** Begin **

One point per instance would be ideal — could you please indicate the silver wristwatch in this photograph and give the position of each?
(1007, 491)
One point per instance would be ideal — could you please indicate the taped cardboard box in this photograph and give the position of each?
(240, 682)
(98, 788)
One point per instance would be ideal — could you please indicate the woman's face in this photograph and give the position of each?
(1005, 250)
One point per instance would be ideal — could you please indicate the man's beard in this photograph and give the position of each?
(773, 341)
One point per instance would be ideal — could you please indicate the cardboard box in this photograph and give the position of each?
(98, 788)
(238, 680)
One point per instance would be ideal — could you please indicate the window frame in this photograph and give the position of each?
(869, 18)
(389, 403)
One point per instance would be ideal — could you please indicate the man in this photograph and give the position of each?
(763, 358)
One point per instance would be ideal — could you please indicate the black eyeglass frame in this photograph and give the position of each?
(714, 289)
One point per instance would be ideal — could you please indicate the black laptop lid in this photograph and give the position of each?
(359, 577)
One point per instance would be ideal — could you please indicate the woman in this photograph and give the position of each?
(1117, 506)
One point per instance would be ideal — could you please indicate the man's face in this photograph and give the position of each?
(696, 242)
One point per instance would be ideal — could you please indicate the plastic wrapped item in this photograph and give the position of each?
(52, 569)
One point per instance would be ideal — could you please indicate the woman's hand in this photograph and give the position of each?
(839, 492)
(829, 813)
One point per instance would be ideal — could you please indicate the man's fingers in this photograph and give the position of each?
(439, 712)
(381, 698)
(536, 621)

** End **
** Begin **

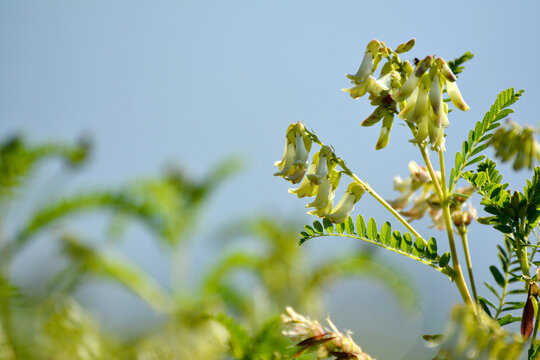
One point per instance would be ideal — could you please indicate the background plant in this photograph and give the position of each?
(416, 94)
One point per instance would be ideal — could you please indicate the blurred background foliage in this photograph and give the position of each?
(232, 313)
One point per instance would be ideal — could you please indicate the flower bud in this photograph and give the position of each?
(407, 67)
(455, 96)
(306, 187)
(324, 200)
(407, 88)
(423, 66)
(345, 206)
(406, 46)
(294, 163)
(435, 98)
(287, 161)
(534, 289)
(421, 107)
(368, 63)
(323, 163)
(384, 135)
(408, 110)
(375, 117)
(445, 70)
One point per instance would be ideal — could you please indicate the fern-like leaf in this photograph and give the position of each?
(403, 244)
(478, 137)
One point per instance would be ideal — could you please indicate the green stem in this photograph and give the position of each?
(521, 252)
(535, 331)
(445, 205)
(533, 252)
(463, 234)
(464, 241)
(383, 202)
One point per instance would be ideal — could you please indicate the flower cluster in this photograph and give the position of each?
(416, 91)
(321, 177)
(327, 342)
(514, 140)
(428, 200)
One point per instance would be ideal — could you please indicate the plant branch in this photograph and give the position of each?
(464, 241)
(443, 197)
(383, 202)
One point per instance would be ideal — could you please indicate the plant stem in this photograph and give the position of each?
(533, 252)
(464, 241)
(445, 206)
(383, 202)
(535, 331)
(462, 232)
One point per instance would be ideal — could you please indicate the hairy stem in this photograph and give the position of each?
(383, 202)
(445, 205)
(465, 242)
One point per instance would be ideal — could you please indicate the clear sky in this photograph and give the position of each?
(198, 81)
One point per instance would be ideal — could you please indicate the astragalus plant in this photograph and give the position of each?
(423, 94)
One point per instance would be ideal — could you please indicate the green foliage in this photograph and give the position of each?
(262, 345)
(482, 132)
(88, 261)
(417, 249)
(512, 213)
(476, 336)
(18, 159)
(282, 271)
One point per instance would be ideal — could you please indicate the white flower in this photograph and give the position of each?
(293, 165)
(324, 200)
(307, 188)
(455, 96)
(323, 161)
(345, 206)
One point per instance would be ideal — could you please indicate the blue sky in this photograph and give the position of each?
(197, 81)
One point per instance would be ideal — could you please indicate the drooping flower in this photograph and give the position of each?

** End **
** Begin **

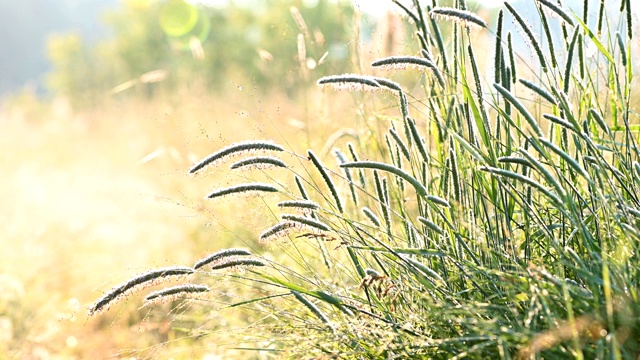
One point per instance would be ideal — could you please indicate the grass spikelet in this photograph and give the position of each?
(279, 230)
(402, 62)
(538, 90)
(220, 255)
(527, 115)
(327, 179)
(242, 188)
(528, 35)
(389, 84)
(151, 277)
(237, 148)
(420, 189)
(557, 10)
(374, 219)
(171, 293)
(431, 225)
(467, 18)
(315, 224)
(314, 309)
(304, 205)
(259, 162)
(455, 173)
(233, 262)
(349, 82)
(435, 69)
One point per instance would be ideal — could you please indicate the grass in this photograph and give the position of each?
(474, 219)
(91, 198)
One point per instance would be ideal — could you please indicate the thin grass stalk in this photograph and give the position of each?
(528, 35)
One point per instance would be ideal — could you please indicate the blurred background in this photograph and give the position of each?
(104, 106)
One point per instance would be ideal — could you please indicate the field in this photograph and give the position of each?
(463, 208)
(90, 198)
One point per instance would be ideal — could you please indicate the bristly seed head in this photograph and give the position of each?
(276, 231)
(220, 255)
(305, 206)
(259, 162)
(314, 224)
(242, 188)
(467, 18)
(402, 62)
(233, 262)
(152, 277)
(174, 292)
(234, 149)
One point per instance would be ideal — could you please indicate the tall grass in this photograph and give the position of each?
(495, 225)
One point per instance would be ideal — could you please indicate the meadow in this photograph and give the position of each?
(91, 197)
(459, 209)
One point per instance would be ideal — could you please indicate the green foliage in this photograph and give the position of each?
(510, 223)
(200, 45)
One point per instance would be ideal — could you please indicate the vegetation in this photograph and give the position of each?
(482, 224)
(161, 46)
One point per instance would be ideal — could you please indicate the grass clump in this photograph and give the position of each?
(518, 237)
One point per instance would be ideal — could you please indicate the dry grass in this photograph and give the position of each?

** End **

* [YOUR INSTRUCTIONS]: Copy out the lines of the data above, word for word, from the line containing "indicate the bristly" through the line containing "indicate the dry", including both.

* [RESULT FOR THIS EXERCISE]:
One point per instance would be ideal — could you please indicate the bristly seed head in this photograph and give the position of each?
(276, 231)
(220, 255)
(305, 206)
(259, 162)
(314, 224)
(242, 188)
(467, 18)
(402, 62)
(233, 262)
(152, 277)
(174, 292)
(234, 149)
One point per instance would be ideal — could you please indicate the tall grass in this photograph and give the position of each?
(495, 225)
One point per instance would be ideal — could you please indicate the meadow in this photograph and give the position of each?
(91, 197)
(459, 209)
One point per instance would be ideal — could you please indicate the green foliage in this photograph and give the position of each?
(510, 223)
(200, 45)
One point per instance would be ideal — could you please indicate the vegetation in this photograph and give the position of each?
(482, 224)
(161, 46)
One point per instance would be ideal — could you please indicate the grass clump in this photograph and give the position of each?
(518, 237)
One point per instance would be ideal — could you please indicate the dry grass in this photograph and give the position of each?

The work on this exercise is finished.